• INSTRUCTION: Starting from the line with "Point on each instance of the violin bow." up to and including the last line, copy out those lines again, requests included, and shift every x and y coordinate in the answer points by -75.

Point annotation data

★ ★ ★ ★ ★

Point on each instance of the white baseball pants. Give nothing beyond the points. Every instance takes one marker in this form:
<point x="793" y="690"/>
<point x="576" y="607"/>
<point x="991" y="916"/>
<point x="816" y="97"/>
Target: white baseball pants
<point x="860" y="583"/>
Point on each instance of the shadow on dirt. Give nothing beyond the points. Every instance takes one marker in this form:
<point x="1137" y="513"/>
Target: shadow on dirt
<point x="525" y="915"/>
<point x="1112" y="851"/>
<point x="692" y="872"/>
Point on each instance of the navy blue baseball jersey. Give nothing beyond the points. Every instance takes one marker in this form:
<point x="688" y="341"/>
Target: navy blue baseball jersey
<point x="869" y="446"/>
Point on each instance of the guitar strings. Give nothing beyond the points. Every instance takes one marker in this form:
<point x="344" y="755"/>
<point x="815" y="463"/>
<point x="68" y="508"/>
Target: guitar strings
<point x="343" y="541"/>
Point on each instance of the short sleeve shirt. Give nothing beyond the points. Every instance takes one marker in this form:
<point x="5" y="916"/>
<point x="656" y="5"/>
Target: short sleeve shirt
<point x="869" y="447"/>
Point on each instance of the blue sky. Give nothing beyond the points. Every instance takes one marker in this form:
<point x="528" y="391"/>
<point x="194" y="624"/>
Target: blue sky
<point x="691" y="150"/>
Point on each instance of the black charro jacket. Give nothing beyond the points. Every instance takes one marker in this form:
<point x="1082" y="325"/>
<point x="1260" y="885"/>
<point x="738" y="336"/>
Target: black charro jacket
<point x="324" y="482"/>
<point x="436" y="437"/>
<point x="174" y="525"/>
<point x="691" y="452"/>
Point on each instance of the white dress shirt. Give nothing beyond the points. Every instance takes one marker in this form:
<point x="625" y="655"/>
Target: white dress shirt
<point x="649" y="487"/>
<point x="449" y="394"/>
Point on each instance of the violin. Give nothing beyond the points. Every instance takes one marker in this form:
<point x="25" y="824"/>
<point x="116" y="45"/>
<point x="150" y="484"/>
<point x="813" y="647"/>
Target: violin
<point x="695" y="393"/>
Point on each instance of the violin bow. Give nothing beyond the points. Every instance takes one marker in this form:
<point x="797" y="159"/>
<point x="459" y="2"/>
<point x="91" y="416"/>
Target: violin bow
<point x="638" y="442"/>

★ ★ ★ ★ ★

• EXERCISE OUTPUT:
Point on each instance of the violin bow. Give nothing beyond the points. Every instance takes one marker in this form:
<point x="797" y="159"/>
<point x="459" y="2"/>
<point x="91" y="416"/>
Target: violin bow
<point x="563" y="367"/>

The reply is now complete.